→ **Entries provided**:
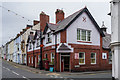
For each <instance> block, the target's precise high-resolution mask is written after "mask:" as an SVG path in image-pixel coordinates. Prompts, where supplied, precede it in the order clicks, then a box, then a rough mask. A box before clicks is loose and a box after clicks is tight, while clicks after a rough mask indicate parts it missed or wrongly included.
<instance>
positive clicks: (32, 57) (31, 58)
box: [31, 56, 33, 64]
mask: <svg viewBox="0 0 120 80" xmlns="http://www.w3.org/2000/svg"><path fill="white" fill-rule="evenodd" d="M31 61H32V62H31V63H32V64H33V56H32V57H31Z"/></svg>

==

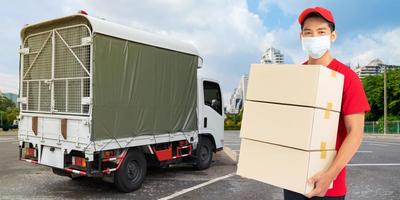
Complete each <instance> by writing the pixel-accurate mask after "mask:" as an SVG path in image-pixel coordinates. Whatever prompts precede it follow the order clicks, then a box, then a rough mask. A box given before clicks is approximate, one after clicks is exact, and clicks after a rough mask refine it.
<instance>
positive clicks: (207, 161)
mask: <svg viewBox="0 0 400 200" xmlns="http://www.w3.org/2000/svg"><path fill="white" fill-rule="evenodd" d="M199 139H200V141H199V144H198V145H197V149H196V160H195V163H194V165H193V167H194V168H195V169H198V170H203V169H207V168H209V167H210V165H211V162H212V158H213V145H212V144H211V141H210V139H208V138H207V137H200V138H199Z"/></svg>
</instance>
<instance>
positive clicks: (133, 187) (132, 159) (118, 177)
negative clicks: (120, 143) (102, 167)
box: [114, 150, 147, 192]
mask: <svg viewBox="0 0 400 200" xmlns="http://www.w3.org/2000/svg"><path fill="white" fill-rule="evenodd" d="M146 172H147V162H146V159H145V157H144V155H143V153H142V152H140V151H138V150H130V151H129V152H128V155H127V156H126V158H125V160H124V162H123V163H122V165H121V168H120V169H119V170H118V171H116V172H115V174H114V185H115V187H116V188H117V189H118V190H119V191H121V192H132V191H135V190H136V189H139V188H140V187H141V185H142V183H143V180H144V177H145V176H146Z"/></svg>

→ **Aim of the task**: Pick each line holding the word "before" out of the listing.

→ **Response below**:
For each <instance> block, the target's precise high-resolution mask is written after "mask:" as an SVG path in image-pixel coordinates. Prompts, where supplied, precede it in the order clicks, then a box, then a rough mask. A box before clicks is loose and a box after clicks is tight, while clicks after a rough mask indicate parts it missed or wrongly included.
Complete each <instance> by writing the pixel-accurate mask after "mask:" as an SVG path in image-pixel coordinates. Whatever prompts precede it follow the order clicks, then a box, then a rough mask. A box given before clicks is approximate, one after clicks is exact, and clicks after a rough mask refine it.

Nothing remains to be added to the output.